Source data =
************
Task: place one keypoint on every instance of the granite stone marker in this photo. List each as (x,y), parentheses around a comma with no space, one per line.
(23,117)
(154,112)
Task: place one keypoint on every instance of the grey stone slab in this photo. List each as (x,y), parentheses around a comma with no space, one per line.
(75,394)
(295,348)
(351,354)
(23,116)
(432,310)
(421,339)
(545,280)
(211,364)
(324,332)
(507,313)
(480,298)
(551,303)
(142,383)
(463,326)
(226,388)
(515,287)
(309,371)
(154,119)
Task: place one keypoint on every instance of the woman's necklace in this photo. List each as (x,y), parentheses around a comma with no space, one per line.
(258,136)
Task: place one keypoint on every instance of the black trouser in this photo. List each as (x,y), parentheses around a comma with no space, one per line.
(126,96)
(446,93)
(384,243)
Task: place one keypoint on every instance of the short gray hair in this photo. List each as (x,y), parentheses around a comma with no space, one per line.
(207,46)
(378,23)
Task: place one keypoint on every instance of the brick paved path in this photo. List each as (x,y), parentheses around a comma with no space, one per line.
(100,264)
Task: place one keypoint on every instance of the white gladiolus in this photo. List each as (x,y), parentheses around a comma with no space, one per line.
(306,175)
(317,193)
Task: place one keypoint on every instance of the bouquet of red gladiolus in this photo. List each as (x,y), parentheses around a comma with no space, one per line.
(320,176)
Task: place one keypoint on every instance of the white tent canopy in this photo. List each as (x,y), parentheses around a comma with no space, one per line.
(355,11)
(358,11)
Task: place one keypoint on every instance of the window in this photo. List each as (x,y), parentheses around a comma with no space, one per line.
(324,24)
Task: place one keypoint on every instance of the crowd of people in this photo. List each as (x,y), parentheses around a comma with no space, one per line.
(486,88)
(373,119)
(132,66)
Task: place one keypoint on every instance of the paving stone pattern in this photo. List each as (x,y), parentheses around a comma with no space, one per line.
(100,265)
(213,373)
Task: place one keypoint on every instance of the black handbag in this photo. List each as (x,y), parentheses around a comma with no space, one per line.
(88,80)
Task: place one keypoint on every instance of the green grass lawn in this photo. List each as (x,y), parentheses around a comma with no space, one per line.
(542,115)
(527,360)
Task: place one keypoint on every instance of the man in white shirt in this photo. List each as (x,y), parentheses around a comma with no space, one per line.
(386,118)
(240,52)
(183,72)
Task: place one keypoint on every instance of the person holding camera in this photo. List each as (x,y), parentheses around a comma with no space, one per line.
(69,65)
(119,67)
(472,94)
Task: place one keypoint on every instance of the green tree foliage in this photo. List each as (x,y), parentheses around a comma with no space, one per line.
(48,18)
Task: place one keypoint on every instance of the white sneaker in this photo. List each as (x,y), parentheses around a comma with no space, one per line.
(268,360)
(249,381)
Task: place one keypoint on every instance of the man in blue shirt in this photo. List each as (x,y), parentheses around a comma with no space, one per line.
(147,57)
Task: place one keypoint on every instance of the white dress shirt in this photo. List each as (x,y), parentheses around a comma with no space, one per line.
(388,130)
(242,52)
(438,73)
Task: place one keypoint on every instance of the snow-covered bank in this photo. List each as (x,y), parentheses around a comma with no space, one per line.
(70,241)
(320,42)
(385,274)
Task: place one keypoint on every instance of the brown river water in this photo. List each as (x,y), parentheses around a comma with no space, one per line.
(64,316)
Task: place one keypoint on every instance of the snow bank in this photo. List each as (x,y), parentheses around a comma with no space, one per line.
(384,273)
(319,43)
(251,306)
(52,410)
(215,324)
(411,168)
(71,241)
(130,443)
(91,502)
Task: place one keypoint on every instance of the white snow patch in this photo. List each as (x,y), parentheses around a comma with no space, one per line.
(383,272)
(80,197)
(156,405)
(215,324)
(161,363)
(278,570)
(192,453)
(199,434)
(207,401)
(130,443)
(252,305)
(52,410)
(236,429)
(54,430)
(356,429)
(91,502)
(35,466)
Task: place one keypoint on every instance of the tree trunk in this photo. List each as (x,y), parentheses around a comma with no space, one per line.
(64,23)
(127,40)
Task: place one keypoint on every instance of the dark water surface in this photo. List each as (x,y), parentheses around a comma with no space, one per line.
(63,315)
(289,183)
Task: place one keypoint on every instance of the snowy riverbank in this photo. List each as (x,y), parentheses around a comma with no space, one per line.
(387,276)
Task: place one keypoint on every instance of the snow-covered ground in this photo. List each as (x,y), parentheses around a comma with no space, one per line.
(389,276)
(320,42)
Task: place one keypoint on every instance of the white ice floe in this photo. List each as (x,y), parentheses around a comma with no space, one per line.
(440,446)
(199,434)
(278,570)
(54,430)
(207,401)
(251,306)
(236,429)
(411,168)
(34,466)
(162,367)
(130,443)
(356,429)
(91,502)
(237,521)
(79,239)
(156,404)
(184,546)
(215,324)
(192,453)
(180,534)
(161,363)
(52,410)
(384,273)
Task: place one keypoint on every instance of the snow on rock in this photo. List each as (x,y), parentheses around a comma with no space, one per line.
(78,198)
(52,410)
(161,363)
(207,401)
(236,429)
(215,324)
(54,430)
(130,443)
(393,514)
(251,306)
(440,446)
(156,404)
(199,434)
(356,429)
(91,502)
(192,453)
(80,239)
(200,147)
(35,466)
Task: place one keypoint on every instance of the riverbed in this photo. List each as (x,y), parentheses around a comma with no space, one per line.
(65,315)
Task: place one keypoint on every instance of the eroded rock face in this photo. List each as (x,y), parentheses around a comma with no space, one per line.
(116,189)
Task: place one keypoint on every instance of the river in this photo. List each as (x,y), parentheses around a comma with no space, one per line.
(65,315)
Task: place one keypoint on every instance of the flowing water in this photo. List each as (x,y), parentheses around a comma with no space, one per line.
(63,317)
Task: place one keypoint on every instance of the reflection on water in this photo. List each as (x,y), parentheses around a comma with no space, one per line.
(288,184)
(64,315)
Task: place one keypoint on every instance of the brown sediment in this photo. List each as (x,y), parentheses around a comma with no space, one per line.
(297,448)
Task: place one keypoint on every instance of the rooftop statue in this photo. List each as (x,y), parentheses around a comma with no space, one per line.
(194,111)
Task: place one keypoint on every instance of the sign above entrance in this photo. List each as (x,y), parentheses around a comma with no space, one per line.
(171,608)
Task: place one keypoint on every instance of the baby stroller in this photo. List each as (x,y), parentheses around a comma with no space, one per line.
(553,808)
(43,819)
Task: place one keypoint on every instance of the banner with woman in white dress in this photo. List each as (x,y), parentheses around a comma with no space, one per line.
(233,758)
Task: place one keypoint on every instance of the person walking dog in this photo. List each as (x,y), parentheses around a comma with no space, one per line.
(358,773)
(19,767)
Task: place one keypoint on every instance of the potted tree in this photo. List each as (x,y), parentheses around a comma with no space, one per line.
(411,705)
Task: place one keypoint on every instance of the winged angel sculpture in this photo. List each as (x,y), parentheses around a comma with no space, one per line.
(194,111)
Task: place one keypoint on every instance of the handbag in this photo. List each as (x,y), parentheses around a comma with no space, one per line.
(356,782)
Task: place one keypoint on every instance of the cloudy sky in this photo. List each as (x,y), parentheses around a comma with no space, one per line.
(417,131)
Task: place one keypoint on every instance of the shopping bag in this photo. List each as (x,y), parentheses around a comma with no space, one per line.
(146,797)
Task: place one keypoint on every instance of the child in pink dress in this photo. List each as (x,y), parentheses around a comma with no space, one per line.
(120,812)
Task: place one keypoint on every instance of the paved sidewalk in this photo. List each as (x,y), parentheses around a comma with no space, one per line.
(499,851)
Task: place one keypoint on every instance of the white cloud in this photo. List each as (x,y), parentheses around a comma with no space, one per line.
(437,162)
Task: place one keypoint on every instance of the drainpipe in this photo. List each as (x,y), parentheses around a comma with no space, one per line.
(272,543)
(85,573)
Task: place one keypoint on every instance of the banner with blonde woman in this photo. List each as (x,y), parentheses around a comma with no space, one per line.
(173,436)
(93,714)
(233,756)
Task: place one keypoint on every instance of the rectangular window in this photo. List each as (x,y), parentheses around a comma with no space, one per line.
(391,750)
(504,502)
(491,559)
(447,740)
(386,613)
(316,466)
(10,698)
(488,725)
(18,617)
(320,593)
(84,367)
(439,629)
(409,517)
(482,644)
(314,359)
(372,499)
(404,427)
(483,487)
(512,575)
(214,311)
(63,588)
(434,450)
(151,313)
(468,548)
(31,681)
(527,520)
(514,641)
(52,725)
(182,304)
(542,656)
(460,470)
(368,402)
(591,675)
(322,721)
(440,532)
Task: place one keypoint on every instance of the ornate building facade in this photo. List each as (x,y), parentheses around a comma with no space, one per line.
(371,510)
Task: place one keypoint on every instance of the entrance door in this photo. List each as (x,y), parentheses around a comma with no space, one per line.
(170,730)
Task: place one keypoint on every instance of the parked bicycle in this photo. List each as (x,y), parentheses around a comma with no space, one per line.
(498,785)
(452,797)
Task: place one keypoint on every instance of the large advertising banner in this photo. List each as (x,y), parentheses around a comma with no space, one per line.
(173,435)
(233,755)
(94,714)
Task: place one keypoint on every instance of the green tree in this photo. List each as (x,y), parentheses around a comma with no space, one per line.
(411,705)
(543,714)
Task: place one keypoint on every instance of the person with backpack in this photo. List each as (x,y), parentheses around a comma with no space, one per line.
************
SHORT TASK =
Return, word for word, each line from the line that contains "Task: place one keypoint on every instance of the ornate" to the end of the listing above; include both end lines and nothing else.

RESULT FOR THIS TASK =
Task: place one keypoint on every instance of the ornate building facade in this photo. List each as (x,y), parentheses around a comma with no space, one per line.
(371,510)
Task: place one keypoint on every instance of the entrance door in this photo. List each as (x,y), parentheses around a comma with no space, one per line.
(170,730)
Task: place one keypoint on every instance of the parked bicycle in this photo. List each as (x,y), parentheses around a comma with no space, one per line.
(498,785)
(452,797)
Task: place one keypoint on every instance of the large advertising banner in this photo. List each as (x,y), parentheses around a comma with no space, one per line.
(173,435)
(233,755)
(94,714)
Task: place one keypoint on every instance of the green tree in this photo. List each as (x,y), parentheses around a comma with no space, one per line.
(411,705)
(543,714)
Task: place one keypoint on every instance of the person with backpack in this photo. List each as (x,y), parentheses around a comma with no space, one per line.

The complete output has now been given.